(Directions) Rewrite everything from the line containing "When you get a chance, could you please identify the vertical" down to the end of the listing, replacing "staircase railing" with "stair railing" and keeping all else unchanged. Give only those lines.
┏━━
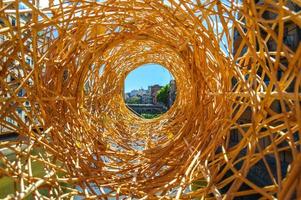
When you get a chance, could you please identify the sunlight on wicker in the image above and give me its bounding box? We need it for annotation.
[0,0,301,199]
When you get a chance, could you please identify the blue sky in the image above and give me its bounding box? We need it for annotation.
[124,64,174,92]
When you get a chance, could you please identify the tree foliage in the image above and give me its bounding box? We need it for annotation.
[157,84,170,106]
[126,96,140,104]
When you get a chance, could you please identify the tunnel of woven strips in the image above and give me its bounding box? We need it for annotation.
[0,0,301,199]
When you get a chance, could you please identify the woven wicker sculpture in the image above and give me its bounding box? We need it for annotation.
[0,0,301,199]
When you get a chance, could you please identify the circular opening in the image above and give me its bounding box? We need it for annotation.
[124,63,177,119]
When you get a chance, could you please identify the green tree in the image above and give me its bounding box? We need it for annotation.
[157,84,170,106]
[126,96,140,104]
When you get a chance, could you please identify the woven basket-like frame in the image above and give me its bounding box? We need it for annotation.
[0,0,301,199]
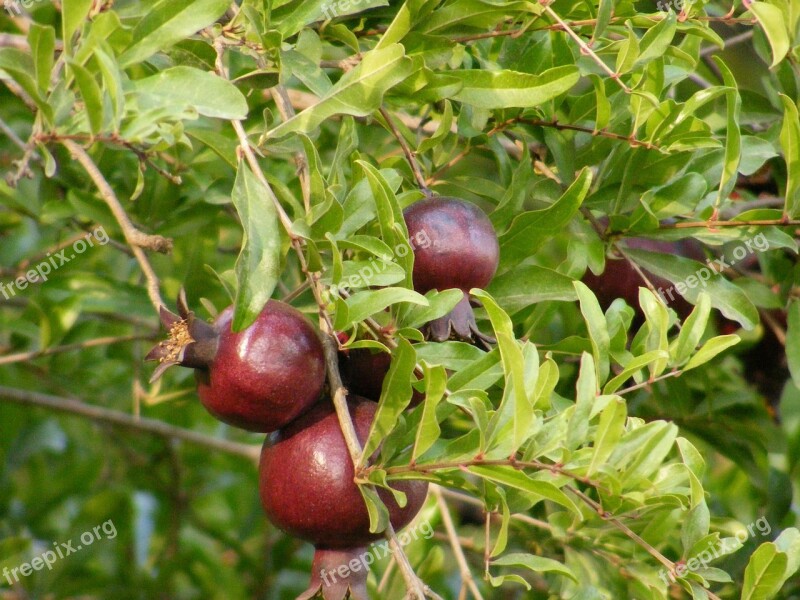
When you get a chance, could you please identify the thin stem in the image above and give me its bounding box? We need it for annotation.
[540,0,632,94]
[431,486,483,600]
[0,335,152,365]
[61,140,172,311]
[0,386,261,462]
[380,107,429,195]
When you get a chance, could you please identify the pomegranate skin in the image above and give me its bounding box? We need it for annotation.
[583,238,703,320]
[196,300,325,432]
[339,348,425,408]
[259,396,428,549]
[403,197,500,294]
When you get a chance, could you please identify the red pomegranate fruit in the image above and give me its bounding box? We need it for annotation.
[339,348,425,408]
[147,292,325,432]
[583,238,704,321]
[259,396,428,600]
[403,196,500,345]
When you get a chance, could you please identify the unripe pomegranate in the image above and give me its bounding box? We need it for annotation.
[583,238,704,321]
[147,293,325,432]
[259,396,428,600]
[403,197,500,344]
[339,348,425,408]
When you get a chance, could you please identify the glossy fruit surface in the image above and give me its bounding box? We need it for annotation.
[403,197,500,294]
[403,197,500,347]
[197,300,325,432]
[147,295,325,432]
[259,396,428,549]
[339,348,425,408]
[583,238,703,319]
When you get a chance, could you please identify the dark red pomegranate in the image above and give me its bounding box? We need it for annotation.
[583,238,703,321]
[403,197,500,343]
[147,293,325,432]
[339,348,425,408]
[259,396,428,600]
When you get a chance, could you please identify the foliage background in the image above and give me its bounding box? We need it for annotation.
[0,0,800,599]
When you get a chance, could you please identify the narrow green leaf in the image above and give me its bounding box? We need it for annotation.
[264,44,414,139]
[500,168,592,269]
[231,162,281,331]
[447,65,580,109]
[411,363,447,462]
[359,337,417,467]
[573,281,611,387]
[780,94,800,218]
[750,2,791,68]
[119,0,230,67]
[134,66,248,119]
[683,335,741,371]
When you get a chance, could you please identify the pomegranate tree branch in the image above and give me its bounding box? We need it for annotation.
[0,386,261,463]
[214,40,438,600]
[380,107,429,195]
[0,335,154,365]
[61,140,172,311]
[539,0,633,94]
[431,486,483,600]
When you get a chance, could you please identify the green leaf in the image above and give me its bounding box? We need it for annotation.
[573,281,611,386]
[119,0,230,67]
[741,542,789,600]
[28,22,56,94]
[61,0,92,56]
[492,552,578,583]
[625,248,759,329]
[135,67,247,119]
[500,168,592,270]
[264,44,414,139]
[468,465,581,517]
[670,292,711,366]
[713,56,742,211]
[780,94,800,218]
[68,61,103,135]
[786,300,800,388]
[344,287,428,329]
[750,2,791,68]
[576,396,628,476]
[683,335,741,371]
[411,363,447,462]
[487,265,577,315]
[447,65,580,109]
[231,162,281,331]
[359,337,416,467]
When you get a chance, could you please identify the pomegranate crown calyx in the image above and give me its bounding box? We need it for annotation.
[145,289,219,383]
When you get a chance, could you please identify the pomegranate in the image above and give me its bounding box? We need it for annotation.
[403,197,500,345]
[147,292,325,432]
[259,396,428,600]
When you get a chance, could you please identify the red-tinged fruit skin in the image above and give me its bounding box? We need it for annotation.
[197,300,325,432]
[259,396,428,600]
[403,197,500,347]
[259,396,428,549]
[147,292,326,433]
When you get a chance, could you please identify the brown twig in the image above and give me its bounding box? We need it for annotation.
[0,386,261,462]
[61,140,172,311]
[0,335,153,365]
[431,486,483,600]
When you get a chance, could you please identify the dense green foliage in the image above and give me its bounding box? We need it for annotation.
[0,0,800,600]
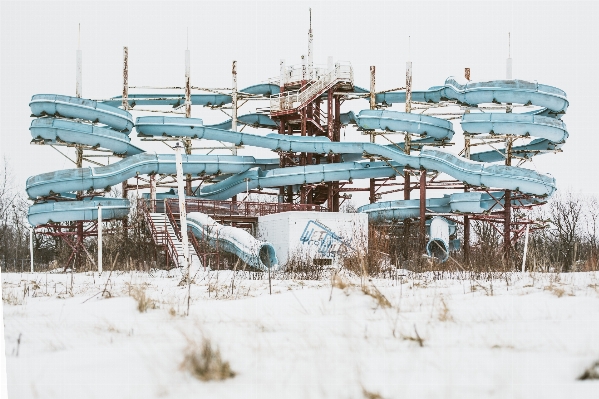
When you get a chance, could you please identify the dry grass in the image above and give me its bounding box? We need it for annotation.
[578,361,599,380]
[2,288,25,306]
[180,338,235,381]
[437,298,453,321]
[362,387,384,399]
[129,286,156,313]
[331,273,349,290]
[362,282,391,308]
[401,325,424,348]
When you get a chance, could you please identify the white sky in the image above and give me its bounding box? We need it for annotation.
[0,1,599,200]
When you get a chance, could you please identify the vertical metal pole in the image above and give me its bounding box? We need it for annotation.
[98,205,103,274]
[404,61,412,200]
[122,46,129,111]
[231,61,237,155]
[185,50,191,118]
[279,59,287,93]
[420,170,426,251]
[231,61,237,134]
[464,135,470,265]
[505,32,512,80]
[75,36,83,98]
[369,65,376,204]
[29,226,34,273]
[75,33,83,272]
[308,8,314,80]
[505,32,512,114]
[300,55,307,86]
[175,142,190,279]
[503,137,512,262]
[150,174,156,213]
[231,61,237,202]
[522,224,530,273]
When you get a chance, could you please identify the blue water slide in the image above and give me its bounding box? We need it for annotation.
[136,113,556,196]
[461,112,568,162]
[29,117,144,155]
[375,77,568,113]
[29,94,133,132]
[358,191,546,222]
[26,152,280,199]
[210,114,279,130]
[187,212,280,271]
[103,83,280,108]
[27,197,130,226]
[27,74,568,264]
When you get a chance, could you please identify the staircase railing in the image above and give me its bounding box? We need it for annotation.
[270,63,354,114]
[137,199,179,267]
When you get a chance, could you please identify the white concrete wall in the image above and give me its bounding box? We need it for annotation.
┗━━
(Solution to this exercise)
When you get a chance, could you please identify the vertical metal pole in the image above and give me its bounding box? We need it for annotation.
[98,205,103,274]
[404,61,412,200]
[122,46,129,111]
[231,61,237,155]
[185,50,191,118]
[279,59,287,93]
[420,170,426,251]
[231,61,237,134]
[464,135,470,265]
[505,32,512,80]
[75,36,83,98]
[369,65,376,204]
[29,226,34,273]
[75,33,83,272]
[308,8,314,80]
[505,32,512,114]
[300,55,307,86]
[175,142,190,279]
[503,137,512,262]
[150,174,156,213]
[231,61,237,202]
[522,224,530,273]
When you get a chance, could you please identify the blue water slide in the image above and give me its bounding box? We need it for annotation.
[136,113,556,196]
[461,112,568,162]
[29,117,144,155]
[375,77,568,113]
[29,94,133,132]
[358,191,546,222]
[26,152,280,199]
[210,114,279,130]
[187,212,280,271]
[103,83,280,108]
[27,197,130,226]
[27,74,568,264]
When you get a chance, could you please identify the stair railing in the image above and give me its bounding box? We need it for annotation.
[270,63,354,114]
[137,199,179,267]
When you get a chance, could you please identify the white concrete wall in the image above and give me its bounding box? We need it for annotation.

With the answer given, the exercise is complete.